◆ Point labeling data
======
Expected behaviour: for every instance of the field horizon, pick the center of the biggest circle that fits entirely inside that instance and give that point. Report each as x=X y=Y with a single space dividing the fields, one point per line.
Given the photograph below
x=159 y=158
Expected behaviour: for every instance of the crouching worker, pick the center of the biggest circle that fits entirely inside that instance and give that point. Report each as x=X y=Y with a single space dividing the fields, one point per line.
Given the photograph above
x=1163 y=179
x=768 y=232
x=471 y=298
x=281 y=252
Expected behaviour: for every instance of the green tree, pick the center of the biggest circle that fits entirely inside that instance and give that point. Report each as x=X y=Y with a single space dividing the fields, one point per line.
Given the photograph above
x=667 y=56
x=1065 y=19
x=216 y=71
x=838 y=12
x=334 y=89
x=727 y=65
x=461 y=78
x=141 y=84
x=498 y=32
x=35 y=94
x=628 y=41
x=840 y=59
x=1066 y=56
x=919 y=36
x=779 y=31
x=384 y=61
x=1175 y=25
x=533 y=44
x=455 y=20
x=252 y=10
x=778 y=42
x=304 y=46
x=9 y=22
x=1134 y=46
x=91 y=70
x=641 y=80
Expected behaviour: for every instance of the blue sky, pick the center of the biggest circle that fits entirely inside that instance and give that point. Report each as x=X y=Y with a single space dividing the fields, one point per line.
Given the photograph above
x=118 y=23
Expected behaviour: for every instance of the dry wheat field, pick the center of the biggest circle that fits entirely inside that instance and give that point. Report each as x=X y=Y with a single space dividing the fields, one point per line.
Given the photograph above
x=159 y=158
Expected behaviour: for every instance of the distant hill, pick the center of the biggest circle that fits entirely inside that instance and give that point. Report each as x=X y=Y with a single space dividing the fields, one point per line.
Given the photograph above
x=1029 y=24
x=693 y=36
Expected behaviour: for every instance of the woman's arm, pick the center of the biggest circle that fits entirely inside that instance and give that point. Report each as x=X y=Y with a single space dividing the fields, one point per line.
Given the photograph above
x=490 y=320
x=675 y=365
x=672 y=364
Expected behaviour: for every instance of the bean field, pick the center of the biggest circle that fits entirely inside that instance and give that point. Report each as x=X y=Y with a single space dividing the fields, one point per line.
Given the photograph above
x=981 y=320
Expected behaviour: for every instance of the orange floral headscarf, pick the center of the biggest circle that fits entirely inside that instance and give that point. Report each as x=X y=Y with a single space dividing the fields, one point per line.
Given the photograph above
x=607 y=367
======
Starting at the line containing "Expected behaviour: for every instance of the crouching" and ending at the line containing "x=281 y=252", write out those lines of the data above again, requests included. Add 14 to every coordinate value in the answers.

Expected behaviour: for every instance of the crouching worker, pick the center of the biggest circle that fits entirely inside that instance and give that point. Report each as x=X y=Y with a single space dividing the fields, one point per line.
Given the photograph above
x=1177 y=193
x=782 y=246
x=485 y=312
x=295 y=266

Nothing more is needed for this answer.